EXERCISE DIRECTIONS: Across all the entries, tally the lines holding the word "shirt", and give the number by itself.

RECORDS FOR THE TASK:
----------

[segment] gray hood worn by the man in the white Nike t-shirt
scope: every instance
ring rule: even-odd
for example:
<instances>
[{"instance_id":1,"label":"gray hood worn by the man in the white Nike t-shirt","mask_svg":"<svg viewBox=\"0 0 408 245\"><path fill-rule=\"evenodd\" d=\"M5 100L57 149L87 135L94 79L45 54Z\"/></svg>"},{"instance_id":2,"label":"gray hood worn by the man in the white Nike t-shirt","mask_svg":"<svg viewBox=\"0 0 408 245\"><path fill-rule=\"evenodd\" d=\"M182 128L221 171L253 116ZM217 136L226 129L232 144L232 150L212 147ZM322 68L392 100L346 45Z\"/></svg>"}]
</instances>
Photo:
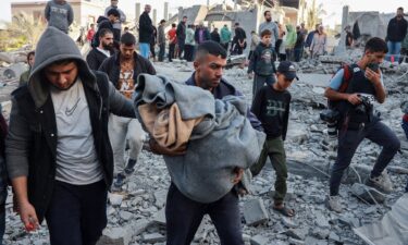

----------

EXERCISE OUTPUT: 2